**Exercise prompt:** Please retype the data below in full.

(Point localization data)
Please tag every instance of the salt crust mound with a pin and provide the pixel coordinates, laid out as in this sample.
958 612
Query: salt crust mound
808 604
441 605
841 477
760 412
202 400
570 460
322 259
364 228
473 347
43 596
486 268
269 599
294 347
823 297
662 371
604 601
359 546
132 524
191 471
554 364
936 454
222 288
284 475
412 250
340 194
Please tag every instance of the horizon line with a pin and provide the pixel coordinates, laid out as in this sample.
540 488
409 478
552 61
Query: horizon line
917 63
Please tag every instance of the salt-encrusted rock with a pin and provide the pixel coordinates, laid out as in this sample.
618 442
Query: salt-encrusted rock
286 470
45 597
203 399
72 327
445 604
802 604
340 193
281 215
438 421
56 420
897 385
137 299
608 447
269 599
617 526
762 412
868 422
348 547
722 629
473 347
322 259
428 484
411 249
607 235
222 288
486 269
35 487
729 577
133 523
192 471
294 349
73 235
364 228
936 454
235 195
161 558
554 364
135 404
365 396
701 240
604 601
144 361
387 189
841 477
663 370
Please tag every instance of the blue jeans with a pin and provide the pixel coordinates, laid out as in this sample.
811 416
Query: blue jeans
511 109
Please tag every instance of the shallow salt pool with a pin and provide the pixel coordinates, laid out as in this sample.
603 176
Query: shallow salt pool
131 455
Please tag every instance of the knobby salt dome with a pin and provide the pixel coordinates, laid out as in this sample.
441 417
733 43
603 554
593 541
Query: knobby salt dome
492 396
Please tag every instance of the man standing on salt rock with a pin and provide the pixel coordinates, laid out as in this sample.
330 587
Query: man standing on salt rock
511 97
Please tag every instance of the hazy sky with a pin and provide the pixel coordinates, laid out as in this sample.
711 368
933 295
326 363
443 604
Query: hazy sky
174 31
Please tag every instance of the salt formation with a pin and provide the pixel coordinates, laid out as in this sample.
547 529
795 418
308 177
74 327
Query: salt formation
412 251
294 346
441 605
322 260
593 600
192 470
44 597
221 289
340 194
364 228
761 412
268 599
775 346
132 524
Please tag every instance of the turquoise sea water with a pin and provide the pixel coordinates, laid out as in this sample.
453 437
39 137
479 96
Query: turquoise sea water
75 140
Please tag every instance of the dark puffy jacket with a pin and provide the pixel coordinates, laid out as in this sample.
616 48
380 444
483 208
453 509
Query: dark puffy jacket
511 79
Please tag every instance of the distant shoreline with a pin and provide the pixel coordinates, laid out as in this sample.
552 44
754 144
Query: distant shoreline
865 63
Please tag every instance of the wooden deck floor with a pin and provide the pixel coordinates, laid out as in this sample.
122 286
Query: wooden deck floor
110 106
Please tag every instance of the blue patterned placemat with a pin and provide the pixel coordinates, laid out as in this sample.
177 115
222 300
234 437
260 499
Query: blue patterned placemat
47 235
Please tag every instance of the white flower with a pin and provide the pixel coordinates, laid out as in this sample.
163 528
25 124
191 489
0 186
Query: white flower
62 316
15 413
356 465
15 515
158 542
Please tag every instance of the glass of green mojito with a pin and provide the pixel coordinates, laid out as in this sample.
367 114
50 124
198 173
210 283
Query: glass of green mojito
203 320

**Result below:**
Please tag every instance of the salt crust mound with a pin and provide the pixel coordinates, laid out as in this sample.
958 612
Query: salt crust mound
808 604
441 605
841 477
760 412
202 400
570 460
322 259
364 228
473 347
43 596
486 268
269 599
294 347
823 297
662 371
604 601
359 546
132 524
191 471
554 364
936 454
222 288
284 475
412 250
340 194
Please tag every instance of the horizon line with a pin and provide the pixel coordinates, laid out as in this sample.
540 488
409 478
552 61
Query: horizon line
917 63
Please tag every instance of the salt-encrusted rock with a pin and provide the pixel coordinates, laid out as in this sample.
618 442
Query: salt-encrusted rock
286 470
45 597
203 399
72 327
445 604
802 604
340 193
281 215
438 421
56 420
897 385
137 299
608 447
269 599
617 526
762 412
868 422
348 547
722 629
473 347
322 259
428 484
411 249
607 235
222 288
486 269
35 487
729 577
133 523
192 471
294 349
73 235
364 228
936 454
235 195
161 558
554 364
135 404
365 396
701 240
604 601
144 361
387 189
841 477
663 370
Please tag every instance of the blue jeans with a pin and provide the pixel coordinates, laid out as in this sample.
811 416
Query: blue jeans
511 109
Please tag every instance of the shallow salt pool with a pin and provide the pixel coordinates, laid out as in this sample.
603 176
Query: shallow salt pool
131 455
Please tag every instance of the knobby salt dome with a pin and provide the pixel coordinates, laid out as in this sample.
441 417
733 43
603 554
593 541
Query: knobby salt dome
492 396
Please tag every instance of the man standing on salt rock with a pin and provide the pixel coordinates, laid out as in this sample.
330 587
Query: man standing on salt rock
511 97
Please tag every instance of the hazy sky with a pin and provide the pixel coordinates, laid out as in this sample.
711 368
933 295
326 363
443 604
Query: hazy sky
174 31
Please tag every instance of the salt formation with a pin and provide the pixel coordinates, laid out as in this sample.
547 529
795 418
308 177
74 327
Query: salt formation
412 251
294 346
441 605
322 260
593 600
192 470
44 597
221 289
340 194
364 228
761 412
268 599
775 346
132 524
Please tag every instance of the turquoise sea water with a pin and provide the pixel coordinates, laid out as in this sample.
453 437
39 137
479 96
Query: turquoise sea water
75 140
Please tag every instance of the dark puffy jacket with a pin and provide the pixel coordinates, laid out as in this sample.
616 48
380 444
483 208
453 509
Query: dark puffy jacket
511 79
Please tag every instance of the distant shoreline with a pin and provide the pixel coordinates, laid out as in this sample.
552 44
754 144
Query: distant shoreline
865 63
Please tag every instance of the wooden deck floor with a pin and provide the pixel coordinates, laid out as in this sample.
122 286
Query: wooden deck floor
110 106
Please tag every instance of the blue patterned placemat with a pin and provide the pixel coordinates, laid out as in this sample.
177 115
222 300
234 437
260 499
Query: blue patterned placemat
47 235
Please tag every instance of the white flower with a pin and provide the pixel coordinates, laid out as in this sample.
163 528
25 124
191 489
0 186
Query: white flower
62 316
15 413
356 465
15 515
158 542
Please tag every instance of the glass of green mojito with a pin and provide the pixel coordinates, laid out as in this sample.
367 114
50 124
198 173
210 283
Query: glass of green mojito
203 320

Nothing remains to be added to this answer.